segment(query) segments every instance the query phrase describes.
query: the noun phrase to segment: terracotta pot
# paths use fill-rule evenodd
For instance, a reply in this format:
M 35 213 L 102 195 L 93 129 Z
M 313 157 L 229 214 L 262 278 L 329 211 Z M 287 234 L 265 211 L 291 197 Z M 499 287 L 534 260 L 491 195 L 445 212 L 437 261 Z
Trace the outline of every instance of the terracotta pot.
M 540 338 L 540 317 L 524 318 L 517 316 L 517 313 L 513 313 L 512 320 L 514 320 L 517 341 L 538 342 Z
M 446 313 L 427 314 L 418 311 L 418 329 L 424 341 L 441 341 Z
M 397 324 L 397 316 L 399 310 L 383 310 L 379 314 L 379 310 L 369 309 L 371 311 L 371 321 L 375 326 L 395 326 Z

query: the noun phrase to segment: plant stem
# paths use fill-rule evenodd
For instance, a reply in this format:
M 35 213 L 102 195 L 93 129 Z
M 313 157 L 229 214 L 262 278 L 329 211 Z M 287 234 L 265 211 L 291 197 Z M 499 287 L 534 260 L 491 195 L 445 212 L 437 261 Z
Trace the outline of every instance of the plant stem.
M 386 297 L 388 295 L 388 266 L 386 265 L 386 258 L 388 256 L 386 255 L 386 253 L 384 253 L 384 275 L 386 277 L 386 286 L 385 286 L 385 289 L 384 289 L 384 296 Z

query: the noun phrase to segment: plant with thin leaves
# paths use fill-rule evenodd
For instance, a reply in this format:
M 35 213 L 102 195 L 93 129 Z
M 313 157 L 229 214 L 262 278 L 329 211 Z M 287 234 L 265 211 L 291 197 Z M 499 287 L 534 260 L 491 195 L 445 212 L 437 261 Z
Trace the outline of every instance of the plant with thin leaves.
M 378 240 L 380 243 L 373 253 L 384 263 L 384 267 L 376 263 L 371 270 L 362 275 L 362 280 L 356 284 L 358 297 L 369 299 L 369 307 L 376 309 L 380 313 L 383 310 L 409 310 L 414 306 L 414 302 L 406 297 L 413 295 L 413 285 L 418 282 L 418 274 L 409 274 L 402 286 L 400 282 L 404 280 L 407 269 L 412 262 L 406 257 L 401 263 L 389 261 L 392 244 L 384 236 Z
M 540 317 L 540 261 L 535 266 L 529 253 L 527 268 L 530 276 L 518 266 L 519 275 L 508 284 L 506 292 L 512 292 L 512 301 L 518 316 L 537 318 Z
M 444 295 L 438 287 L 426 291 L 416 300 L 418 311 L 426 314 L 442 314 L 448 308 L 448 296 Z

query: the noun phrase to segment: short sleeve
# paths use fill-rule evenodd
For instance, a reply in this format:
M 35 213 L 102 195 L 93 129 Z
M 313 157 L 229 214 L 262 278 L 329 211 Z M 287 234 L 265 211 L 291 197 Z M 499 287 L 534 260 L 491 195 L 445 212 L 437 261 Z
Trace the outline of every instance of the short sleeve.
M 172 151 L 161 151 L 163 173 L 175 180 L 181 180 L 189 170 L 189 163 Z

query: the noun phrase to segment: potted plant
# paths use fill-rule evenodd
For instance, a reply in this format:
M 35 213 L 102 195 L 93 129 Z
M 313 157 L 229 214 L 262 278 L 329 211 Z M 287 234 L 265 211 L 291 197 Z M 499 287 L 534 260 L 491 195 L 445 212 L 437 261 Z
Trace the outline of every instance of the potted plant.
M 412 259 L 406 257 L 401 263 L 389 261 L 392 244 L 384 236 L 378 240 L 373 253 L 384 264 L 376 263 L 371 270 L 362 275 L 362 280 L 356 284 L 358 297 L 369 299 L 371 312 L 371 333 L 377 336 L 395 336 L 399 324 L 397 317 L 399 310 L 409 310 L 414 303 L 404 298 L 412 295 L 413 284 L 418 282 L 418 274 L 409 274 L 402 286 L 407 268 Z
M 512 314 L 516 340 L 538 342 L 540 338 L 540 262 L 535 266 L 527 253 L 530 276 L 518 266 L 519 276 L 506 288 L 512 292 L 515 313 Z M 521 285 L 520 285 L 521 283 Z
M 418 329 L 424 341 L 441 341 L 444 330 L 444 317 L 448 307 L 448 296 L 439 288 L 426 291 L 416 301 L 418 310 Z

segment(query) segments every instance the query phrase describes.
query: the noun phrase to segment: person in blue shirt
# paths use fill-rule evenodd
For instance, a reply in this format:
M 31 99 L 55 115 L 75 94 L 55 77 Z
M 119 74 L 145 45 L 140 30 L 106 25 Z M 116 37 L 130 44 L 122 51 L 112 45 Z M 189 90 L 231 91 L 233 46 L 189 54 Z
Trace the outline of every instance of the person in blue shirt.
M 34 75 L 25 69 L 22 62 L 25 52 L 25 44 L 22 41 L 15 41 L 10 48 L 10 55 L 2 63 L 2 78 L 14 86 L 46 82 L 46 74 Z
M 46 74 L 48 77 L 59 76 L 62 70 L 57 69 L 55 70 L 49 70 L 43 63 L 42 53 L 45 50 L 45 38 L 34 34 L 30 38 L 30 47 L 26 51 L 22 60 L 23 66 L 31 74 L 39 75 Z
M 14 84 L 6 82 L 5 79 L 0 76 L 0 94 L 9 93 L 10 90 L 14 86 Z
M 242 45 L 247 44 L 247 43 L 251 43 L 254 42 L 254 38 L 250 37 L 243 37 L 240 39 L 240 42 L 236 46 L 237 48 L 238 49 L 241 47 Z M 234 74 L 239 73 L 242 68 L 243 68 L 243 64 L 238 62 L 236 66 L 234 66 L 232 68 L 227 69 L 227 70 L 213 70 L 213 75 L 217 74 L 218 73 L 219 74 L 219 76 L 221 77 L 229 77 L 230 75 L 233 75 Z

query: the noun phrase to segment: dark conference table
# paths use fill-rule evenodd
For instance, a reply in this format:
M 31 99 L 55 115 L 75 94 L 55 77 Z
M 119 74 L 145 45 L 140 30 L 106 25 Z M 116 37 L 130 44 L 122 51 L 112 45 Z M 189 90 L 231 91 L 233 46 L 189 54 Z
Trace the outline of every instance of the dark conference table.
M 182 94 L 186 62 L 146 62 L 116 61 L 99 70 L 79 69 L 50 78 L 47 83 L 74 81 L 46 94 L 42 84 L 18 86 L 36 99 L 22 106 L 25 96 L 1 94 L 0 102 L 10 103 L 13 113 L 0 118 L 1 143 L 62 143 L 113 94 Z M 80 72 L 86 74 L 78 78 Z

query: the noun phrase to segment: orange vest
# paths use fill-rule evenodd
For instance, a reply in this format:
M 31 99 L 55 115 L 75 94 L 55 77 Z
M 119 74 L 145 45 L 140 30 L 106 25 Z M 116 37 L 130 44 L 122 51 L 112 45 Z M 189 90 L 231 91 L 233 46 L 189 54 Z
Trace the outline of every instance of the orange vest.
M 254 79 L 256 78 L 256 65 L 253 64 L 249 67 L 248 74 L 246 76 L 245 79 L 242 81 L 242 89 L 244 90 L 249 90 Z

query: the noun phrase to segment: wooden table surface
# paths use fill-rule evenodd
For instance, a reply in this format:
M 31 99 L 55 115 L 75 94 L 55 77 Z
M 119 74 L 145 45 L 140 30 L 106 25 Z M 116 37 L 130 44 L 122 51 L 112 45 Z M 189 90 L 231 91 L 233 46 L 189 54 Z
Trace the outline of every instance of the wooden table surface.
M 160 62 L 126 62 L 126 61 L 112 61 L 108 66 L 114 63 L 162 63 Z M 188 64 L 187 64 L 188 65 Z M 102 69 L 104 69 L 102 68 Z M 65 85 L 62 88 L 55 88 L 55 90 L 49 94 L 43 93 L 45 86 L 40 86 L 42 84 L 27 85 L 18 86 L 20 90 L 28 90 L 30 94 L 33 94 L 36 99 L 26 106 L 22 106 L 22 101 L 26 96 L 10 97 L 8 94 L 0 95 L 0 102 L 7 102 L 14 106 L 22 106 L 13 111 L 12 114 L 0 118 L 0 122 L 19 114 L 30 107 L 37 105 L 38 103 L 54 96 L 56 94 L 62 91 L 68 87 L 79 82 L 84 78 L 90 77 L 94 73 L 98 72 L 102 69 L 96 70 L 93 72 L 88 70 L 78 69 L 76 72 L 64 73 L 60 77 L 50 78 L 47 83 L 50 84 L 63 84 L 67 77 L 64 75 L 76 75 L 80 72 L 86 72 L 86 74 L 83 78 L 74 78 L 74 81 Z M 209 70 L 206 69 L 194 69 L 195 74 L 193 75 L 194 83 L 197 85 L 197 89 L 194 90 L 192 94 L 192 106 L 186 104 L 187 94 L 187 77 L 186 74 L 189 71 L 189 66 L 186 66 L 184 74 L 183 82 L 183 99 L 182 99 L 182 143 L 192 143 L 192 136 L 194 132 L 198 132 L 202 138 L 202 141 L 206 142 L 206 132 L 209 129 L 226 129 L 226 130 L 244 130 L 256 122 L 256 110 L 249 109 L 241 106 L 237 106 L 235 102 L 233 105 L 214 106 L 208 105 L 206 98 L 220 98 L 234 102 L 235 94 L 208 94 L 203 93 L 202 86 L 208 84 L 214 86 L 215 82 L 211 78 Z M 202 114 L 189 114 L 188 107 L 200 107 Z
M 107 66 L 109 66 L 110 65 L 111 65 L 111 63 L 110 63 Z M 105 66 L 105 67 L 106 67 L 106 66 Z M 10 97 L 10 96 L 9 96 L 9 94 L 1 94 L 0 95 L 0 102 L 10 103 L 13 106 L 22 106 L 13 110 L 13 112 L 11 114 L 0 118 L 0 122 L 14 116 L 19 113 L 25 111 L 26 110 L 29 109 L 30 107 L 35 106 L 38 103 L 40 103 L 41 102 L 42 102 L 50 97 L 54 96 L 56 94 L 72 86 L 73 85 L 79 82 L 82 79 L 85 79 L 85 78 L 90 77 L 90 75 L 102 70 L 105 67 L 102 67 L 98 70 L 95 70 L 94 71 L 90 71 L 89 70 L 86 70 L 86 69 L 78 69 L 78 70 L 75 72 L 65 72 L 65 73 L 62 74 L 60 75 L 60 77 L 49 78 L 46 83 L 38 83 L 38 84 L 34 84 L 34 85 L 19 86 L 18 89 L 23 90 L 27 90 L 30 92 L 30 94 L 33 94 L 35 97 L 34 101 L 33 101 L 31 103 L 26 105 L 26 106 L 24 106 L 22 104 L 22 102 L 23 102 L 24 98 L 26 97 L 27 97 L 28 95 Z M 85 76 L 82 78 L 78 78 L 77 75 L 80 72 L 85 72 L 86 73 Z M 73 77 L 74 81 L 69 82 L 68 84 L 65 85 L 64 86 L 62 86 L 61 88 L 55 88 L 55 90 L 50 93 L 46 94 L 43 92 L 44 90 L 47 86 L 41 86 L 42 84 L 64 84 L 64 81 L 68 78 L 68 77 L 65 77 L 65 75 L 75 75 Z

⁂

### Problem requirements
Reproduce the records without changes, from the line containing "query: the noun phrase to segment: dark" through the line containing "M 254 79 L 256", both lines included.

### Output of the task
query: the noun phrase to segment: dark conference table
# paths use fill-rule evenodd
For instance, a reply in this format:
M 31 99 L 55 115 L 75 94 L 55 77 Z
M 119 74 L 145 45 L 140 30 L 106 25 Z M 116 37 L 130 44 L 122 51 L 112 45 Z M 189 90 L 231 91 L 233 46 L 189 54 Z
Trace the outline of every instance of the dark conference table.
M 182 94 L 186 62 L 146 62 L 116 61 L 99 70 L 79 69 L 50 78 L 47 83 L 74 81 L 46 94 L 42 84 L 18 86 L 36 99 L 22 106 L 25 96 L 1 94 L 0 102 L 10 103 L 13 113 L 0 118 L 1 143 L 62 143 L 113 94 Z M 80 72 L 86 74 L 78 78 Z

query: the noun phrase to segment: orange vest
# paths use fill-rule evenodd
For instance, a reply in this format:
M 31 99 L 55 115 L 75 94 L 55 77 Z
M 119 74 L 145 45 L 140 30 L 106 25 Z M 116 37 L 130 44 L 122 51 L 112 45 Z M 189 90 L 231 91 L 233 46 L 189 54 Z
Trace the outline of every instance of the orange vest.
M 254 79 L 256 78 L 256 65 L 253 64 L 249 67 L 248 74 L 246 76 L 245 79 L 242 81 L 242 89 L 244 90 L 249 90 Z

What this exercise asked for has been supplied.